Problem: Edit the rows below so that each "Target" becomes "Object", with nothing else changed.
+++ Entries supplied
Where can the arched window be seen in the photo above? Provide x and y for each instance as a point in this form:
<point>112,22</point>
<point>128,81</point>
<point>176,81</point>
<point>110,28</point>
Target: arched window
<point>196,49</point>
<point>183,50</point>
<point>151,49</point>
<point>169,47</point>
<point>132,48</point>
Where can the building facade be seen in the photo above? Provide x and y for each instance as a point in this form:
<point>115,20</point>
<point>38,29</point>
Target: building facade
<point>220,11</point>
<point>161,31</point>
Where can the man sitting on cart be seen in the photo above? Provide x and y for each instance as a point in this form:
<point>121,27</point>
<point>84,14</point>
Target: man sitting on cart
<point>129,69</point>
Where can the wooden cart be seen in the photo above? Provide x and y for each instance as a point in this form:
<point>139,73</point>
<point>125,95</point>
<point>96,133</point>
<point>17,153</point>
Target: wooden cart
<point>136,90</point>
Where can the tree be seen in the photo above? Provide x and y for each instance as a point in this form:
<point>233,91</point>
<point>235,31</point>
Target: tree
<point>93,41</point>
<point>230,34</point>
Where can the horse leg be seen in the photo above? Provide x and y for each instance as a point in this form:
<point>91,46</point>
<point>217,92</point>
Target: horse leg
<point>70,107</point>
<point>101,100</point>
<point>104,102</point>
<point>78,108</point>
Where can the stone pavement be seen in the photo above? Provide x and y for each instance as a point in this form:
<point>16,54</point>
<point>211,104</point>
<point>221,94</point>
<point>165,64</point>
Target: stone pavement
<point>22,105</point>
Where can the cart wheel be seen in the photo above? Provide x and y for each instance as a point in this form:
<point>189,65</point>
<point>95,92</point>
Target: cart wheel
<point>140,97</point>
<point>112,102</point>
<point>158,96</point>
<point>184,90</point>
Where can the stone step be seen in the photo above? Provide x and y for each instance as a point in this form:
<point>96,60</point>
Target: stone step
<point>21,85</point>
++++++
Full output:
Where can the arched window be seen in the photo above? Provide x and y for each instance as a point in this form:
<point>112,22</point>
<point>128,81</point>
<point>176,81</point>
<point>110,28</point>
Object: arched window
<point>196,49</point>
<point>183,50</point>
<point>151,49</point>
<point>169,47</point>
<point>132,48</point>
Where can the building facade be seen in the photo above? Provide x and y for each instance as a point in this form:
<point>115,20</point>
<point>38,29</point>
Object: building facade
<point>220,11</point>
<point>161,31</point>
Where can the man sitting on cart be seen in the photo above? Provide x and y for each instance as a point in this form:
<point>121,27</point>
<point>84,14</point>
Object: man sitting on cart
<point>129,69</point>
Where can the wooden cart be seen in the photo above? Provide x and y for each instance as a point in this form:
<point>139,73</point>
<point>125,95</point>
<point>96,133</point>
<point>17,153</point>
Object: wooden cart
<point>136,90</point>
Where can the tree be seen in the photo above? Provide x and y for each instance as a point in this form:
<point>233,91</point>
<point>235,31</point>
Object: tree
<point>93,41</point>
<point>230,34</point>
Where can the horse leg be seen in the photo above? Provide x and y for each instance as a point in this form:
<point>91,46</point>
<point>217,92</point>
Object: horse leg
<point>70,107</point>
<point>101,100</point>
<point>104,102</point>
<point>78,108</point>
Where can the stone pavement be seen in the photo above? Provide x and y for each instance as a point in this form:
<point>16,54</point>
<point>211,104</point>
<point>221,94</point>
<point>165,64</point>
Object: stone pavement
<point>22,105</point>
Where can the cart wheel be seen in the photo above? Provide x and y for each instance as a point in this form:
<point>189,65</point>
<point>95,92</point>
Object: cart wheel
<point>140,97</point>
<point>112,102</point>
<point>158,96</point>
<point>184,90</point>
Where can the stone step be seen in the photo above? Provide x and y for each instance as a point in this form:
<point>96,60</point>
Object: stone step
<point>21,85</point>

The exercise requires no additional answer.